Prompt
Format the lines of the records as a JSON list of strings, one string per line and no blank lines, from the start of the records through the line containing "(1181, 796)". Include both ends, and leave the pictures out.

Exercise materials
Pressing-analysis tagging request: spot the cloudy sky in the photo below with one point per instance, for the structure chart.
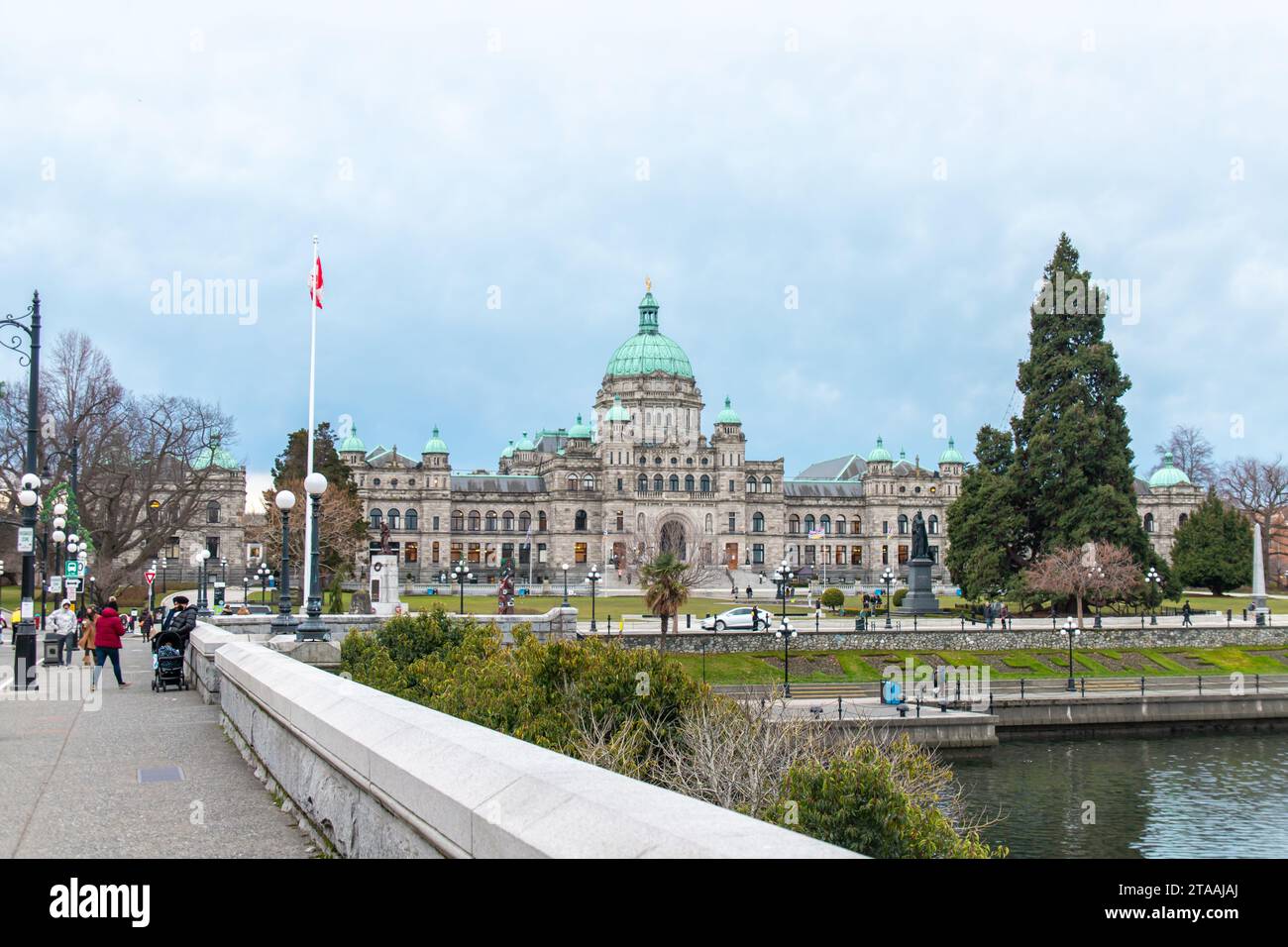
(490, 183)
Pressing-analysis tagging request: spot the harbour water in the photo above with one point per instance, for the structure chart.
(1181, 796)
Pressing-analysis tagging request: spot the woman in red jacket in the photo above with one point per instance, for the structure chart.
(107, 644)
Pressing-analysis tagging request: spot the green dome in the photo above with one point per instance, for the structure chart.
(353, 442)
(648, 350)
(952, 455)
(728, 415)
(617, 412)
(217, 455)
(436, 444)
(1168, 475)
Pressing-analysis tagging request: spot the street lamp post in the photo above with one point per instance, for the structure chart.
(888, 578)
(313, 628)
(284, 621)
(25, 631)
(462, 574)
(592, 578)
(1070, 631)
(202, 604)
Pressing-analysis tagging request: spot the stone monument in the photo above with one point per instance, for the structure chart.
(1258, 578)
(919, 599)
(384, 583)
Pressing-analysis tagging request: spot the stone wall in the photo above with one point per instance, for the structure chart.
(732, 642)
(375, 776)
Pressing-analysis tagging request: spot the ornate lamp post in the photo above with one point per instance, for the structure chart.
(25, 631)
(463, 575)
(888, 578)
(284, 621)
(1153, 582)
(202, 604)
(1070, 631)
(592, 578)
(313, 628)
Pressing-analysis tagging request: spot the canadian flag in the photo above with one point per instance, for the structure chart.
(316, 282)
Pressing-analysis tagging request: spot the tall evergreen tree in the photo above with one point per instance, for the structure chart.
(291, 464)
(1214, 548)
(1063, 476)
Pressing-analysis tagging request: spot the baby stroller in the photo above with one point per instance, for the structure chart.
(167, 661)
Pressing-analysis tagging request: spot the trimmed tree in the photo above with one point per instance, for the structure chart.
(1214, 548)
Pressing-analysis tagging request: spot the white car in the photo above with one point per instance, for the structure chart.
(738, 618)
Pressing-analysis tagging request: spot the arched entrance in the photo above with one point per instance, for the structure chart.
(673, 540)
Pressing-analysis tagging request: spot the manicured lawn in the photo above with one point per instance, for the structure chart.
(1131, 663)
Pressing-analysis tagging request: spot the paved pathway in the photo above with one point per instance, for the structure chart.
(69, 775)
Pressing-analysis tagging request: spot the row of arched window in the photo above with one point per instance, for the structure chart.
(840, 527)
(394, 518)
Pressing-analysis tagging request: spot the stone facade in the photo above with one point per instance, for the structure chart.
(644, 475)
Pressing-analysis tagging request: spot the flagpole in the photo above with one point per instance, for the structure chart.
(308, 434)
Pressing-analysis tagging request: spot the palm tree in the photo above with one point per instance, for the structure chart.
(666, 581)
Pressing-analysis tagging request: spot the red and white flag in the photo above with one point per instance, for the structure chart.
(316, 282)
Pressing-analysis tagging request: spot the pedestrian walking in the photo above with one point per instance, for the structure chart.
(63, 624)
(86, 639)
(107, 646)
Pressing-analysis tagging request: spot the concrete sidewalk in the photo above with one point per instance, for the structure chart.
(71, 774)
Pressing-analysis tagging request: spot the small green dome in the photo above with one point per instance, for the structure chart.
(728, 415)
(217, 454)
(617, 412)
(879, 454)
(1168, 475)
(353, 442)
(952, 455)
(436, 444)
(648, 350)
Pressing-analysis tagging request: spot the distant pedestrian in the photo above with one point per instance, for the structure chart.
(107, 646)
(64, 625)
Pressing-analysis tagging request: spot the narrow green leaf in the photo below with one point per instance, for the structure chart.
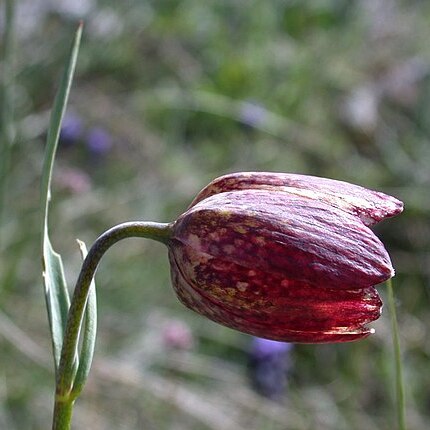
(56, 294)
(88, 337)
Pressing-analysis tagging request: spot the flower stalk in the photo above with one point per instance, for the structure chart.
(65, 392)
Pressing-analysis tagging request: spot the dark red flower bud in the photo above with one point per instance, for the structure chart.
(284, 257)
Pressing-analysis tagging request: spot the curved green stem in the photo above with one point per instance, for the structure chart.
(65, 396)
(400, 392)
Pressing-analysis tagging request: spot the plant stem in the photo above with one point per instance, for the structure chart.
(400, 392)
(66, 372)
(6, 108)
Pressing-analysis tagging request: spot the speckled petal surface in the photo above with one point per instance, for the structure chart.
(270, 306)
(370, 206)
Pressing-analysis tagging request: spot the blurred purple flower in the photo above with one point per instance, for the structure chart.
(262, 348)
(99, 141)
(252, 114)
(71, 128)
(268, 364)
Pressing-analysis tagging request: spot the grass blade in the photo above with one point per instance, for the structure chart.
(56, 294)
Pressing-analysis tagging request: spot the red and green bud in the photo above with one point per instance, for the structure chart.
(284, 257)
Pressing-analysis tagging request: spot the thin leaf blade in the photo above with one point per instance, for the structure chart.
(56, 293)
(89, 335)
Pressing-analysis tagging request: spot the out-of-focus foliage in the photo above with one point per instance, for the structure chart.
(168, 95)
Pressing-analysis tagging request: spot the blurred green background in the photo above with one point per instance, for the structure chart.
(168, 95)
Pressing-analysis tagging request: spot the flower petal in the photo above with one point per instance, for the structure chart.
(296, 237)
(370, 206)
(269, 306)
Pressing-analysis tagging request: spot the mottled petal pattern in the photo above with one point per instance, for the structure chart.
(284, 257)
(285, 233)
(370, 206)
(259, 303)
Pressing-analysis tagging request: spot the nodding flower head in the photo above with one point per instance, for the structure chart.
(283, 256)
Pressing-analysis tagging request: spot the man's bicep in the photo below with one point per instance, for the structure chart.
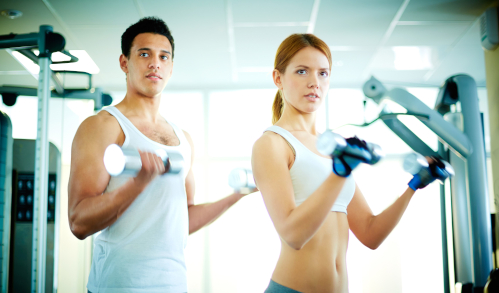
(190, 187)
(88, 175)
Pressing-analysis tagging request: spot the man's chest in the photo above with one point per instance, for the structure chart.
(163, 134)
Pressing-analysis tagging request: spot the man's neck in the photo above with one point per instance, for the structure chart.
(140, 106)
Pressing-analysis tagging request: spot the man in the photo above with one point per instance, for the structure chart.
(144, 219)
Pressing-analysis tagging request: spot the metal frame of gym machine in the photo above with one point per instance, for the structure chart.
(462, 133)
(47, 43)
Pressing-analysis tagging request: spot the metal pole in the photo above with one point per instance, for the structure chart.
(477, 180)
(443, 222)
(38, 265)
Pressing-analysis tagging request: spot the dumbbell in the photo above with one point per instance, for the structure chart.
(240, 178)
(424, 173)
(334, 145)
(120, 161)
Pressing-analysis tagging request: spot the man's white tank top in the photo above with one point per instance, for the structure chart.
(310, 170)
(143, 251)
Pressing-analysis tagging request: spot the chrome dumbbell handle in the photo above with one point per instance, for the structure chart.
(413, 163)
(241, 178)
(120, 161)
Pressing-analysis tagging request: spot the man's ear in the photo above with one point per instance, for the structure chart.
(124, 63)
(276, 75)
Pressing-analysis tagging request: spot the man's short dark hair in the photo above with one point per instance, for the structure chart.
(145, 25)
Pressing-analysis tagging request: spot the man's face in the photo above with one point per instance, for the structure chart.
(150, 64)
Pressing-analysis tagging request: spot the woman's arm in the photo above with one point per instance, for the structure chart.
(372, 230)
(295, 225)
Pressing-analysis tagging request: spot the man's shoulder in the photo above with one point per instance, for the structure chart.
(100, 124)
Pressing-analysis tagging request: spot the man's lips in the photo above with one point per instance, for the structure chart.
(153, 76)
(312, 97)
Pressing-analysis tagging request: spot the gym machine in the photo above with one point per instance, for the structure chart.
(461, 144)
(47, 42)
(5, 197)
(22, 216)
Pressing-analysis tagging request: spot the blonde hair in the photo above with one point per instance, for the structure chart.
(287, 50)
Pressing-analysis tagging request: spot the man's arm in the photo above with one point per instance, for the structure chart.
(203, 214)
(90, 209)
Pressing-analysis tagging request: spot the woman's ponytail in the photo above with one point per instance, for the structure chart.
(277, 107)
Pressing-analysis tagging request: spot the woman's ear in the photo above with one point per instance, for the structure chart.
(276, 75)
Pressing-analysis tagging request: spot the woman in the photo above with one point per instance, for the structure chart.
(311, 207)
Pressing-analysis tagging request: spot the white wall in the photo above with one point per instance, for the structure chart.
(238, 252)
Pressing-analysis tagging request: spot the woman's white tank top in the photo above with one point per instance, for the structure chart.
(310, 170)
(143, 251)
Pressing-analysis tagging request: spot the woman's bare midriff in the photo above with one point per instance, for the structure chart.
(320, 266)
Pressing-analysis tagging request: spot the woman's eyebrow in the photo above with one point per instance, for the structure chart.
(148, 49)
(306, 67)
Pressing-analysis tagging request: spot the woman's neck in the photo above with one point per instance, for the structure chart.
(292, 120)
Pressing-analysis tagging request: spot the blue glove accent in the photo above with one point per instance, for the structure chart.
(435, 171)
(415, 182)
(355, 153)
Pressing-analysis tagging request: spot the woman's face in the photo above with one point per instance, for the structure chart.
(305, 81)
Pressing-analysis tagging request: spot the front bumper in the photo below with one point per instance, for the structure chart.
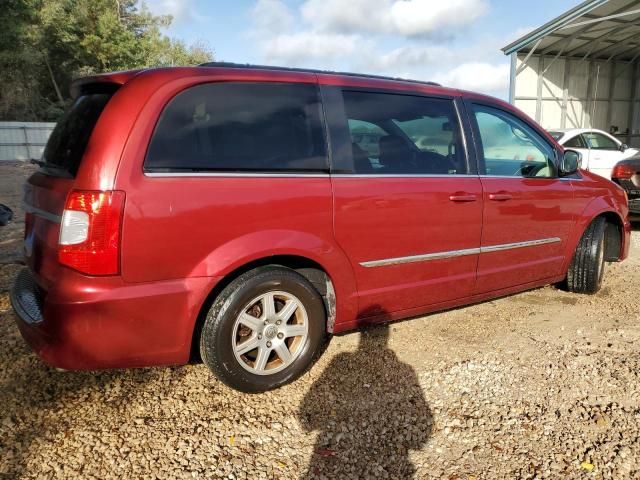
(88, 323)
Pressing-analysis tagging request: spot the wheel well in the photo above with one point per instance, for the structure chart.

Answer to the task
[
  "Pressing-analysis tagging request: spot the cloudy sky in the photo below with one point per instance, for the structure chart.",
  "(490, 183)",
  "Pressing-analysis tagging request: spot the harbour water in the photo above with one point per instance, for the structure chart.",
  "(1181, 796)"
]